● **Stored data**:
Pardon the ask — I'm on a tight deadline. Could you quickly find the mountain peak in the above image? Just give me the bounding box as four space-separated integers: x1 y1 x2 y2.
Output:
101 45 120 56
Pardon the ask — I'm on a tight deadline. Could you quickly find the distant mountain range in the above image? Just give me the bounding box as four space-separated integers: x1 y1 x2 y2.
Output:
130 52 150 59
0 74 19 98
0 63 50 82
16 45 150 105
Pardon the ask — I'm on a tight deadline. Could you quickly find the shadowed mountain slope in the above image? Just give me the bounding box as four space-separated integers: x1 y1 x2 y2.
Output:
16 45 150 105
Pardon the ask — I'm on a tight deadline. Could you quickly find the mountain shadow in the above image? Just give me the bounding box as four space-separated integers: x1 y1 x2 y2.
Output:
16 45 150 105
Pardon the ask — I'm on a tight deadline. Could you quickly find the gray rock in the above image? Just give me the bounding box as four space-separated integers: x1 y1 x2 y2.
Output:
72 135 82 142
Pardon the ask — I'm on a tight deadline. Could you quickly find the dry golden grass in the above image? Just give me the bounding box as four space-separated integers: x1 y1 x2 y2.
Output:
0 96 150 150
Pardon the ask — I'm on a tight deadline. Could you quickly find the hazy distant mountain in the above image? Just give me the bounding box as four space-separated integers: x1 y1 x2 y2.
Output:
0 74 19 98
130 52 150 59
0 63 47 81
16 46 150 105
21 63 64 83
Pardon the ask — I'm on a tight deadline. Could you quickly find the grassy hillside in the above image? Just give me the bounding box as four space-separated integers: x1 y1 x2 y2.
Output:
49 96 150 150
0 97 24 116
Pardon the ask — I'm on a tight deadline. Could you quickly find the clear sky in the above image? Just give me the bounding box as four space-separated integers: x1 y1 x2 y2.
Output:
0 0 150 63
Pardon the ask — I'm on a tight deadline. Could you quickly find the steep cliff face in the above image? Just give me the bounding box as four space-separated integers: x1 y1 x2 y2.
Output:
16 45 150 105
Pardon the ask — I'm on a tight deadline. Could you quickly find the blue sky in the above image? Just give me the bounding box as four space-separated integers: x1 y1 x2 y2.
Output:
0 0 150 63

● **Work required**: Copy all of the entries above without any changes.

● **Result for this task**:
Pardon the ask — I'm on a tight deadline. Could you quickly find the mountain peak in the above image? Just give me the bounding box as four space-separated integers: x1 y1 x2 y2.
Output:
101 45 120 56
Pardon the ask — I'm on a tight deadline. Could you quickly find the distant mountain range in the above image? Just give me the bounding box as four space-separated integers: x1 y1 x2 y2.
Output:
130 52 150 59
0 74 19 98
0 63 50 82
16 45 150 105
Pardon the ask — I'm on a tight deadline. Could you quickly find the shadowed mountain slope in the above image? Just give me the bounding box as four space-separated integers: x1 y1 x2 y2.
Output:
16 45 150 105
Pardon the ask — I'm on a tight deadline. Could you quickly find the mountain shadow in the above image? Just give me the bounding box as four space-separated integers: x1 y1 x2 y2.
Output:
16 45 150 105
Pardon the ask — I'm on a tight deadline. Could you quickly find the gray rock in the above image? Just give me the bounding box as four space-separated integers: x1 y1 x2 y2.
Output:
72 135 82 142
Pardon the ask — I'm on a tight deadline. Could you quickly find the dry golden grass in the above image? Just give me the bounding box as four space-separated integers: x1 y1 x2 y2.
Output:
0 96 150 150
Pardon the ask — I'm on a tight deadline. Could you quickly find the hazy distant mountain in the above image? Just give me the bounding box as four space-separated integers: x1 y1 x2 y2.
Output:
0 74 19 98
130 52 150 59
0 63 47 81
16 46 150 105
21 63 64 83
Pardon the ask — I'm on a tight deadline. Could you quickly find the grassy hillside in the above image? Just give me the bounding box as four space-separated integers: x1 y1 x2 y2.
Output:
49 96 150 150
0 97 24 116
Pardon the ask — I'm on a tight deadline. Could you quickly find the clear sky in the above image? Just give me the bounding box as four space-separated integers: x1 y1 x2 y2.
Output:
0 0 150 63
Pardon the ask — I'm on a tight deadline. Could you quickly find the steep cliff face in the above image? Just give me the bounding box as four space-separated integers: x1 y1 x2 y2.
Output:
16 45 150 105
Pardon the ask — I'm on a tight deadline. Could you quickly find the blue sky in the above image? Just give me the bounding box as four space-separated integers: x1 y1 x2 y2.
Output:
0 0 150 63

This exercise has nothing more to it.